## WHAT TO DO
Report every line of the data below that contains the word "blue", copying each such line in full. Matching is case-sensitive.
-------- SUPPLIED ENTRIES --------
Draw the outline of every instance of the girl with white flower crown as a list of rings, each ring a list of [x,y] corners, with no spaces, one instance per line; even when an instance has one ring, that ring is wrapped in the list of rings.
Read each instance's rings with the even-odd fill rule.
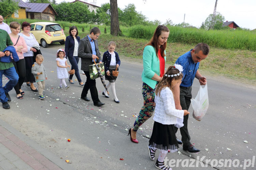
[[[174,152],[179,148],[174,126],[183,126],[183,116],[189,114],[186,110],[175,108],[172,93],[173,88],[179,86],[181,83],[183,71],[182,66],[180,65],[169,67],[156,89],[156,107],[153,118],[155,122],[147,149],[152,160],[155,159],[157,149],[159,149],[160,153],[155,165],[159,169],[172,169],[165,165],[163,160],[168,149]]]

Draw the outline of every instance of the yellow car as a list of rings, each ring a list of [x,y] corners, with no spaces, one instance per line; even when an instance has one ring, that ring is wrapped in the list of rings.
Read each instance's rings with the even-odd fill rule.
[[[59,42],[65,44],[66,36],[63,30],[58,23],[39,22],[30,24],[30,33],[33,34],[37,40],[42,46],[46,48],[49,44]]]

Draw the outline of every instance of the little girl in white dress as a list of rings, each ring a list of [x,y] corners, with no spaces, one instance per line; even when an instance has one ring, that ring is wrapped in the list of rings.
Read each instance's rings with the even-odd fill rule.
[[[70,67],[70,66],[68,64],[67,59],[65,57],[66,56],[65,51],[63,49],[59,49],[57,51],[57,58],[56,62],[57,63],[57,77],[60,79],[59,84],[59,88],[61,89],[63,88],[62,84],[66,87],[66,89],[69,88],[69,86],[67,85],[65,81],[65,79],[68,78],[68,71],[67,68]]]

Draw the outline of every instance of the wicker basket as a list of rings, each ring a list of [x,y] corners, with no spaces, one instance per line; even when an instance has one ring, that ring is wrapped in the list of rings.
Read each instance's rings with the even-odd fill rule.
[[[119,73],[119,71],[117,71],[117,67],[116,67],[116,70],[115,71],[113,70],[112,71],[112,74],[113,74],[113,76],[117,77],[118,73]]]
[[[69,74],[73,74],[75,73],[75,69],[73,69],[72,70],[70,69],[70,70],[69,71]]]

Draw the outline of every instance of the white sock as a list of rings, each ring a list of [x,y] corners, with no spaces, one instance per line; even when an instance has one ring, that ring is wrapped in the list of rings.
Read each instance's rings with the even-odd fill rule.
--------
-------- SUPPLIED ENTRIES --------
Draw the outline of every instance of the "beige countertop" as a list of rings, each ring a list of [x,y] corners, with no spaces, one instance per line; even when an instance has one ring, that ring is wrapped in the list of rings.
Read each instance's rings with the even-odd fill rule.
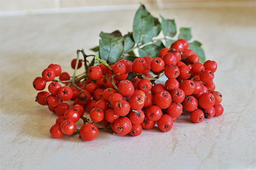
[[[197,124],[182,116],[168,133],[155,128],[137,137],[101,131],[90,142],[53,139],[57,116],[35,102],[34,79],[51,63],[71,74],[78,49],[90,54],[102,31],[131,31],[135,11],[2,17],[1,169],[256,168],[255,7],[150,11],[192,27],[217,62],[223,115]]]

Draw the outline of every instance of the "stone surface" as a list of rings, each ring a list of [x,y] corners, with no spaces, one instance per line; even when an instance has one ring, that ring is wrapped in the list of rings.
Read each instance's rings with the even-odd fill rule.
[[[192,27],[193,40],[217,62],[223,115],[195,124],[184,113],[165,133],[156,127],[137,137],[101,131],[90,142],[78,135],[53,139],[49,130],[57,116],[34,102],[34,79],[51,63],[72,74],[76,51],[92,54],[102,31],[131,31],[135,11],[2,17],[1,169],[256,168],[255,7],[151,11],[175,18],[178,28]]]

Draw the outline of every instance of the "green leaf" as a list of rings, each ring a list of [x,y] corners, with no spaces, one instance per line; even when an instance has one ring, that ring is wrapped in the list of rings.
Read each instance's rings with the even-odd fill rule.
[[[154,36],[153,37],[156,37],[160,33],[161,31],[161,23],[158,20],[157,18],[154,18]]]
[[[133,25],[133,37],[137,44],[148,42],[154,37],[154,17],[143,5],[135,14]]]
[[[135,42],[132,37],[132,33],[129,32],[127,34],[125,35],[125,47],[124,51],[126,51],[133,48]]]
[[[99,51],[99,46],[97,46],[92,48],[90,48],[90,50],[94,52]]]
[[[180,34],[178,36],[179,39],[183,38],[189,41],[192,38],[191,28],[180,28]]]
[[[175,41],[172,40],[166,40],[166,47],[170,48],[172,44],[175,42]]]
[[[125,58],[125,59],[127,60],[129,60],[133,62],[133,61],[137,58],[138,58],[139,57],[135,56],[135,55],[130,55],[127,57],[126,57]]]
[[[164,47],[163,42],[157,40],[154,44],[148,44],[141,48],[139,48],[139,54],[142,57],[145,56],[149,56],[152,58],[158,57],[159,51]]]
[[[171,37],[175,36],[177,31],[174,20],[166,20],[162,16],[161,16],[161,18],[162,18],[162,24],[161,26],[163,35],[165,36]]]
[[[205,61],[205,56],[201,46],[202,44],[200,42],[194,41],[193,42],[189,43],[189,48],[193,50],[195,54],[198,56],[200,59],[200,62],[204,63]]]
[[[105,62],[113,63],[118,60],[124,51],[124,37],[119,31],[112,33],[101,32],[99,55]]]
--------
-------- SUPPLIED ENTRIES --------
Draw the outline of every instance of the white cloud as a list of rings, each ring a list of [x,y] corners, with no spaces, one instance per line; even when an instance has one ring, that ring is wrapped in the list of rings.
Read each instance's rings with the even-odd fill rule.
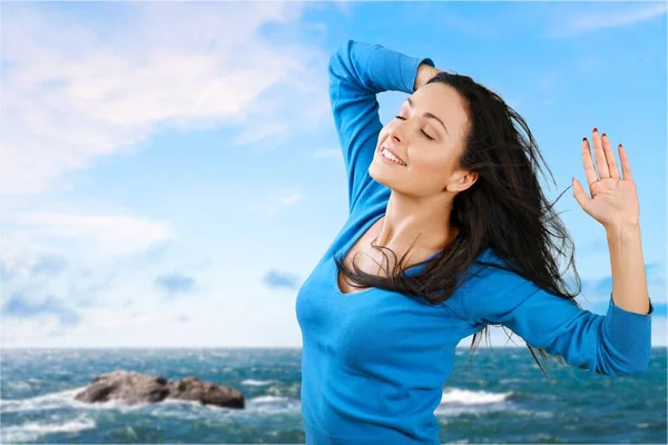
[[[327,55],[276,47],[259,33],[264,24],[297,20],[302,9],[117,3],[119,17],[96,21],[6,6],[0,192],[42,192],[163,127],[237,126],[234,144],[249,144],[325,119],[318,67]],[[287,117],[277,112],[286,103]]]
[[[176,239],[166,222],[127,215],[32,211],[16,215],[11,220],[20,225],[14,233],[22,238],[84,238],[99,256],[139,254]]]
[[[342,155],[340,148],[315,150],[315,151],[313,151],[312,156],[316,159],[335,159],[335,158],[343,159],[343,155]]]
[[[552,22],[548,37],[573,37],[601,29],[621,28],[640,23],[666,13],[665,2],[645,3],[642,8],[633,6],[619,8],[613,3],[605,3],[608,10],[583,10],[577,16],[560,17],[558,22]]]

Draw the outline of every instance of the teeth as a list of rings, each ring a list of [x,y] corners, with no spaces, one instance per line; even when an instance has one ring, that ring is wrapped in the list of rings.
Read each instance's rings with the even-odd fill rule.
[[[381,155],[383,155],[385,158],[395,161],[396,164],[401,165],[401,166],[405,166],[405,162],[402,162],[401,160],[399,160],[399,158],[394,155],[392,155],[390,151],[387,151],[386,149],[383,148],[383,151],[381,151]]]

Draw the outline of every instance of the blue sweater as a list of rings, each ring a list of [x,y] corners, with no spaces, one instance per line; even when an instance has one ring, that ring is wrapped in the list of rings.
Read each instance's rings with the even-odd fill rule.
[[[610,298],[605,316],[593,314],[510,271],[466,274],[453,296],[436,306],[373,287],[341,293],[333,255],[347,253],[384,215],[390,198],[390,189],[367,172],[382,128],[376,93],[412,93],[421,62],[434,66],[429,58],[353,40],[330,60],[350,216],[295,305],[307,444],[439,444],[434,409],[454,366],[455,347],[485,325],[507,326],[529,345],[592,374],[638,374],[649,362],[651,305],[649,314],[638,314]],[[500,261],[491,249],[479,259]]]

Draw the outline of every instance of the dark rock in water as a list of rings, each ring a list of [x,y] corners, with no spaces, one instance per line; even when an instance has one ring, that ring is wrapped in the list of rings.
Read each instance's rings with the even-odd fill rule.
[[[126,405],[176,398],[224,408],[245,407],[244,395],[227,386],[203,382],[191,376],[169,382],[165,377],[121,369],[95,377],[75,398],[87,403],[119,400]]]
--------
## RESULT BELOW
Draw the outline of every instance of the blue sweater as a list of rings, each ring a list of [x,y] corners, with no spaces, one instance per line; even when an instance has one ring, that ring is wrapped in the list of rings.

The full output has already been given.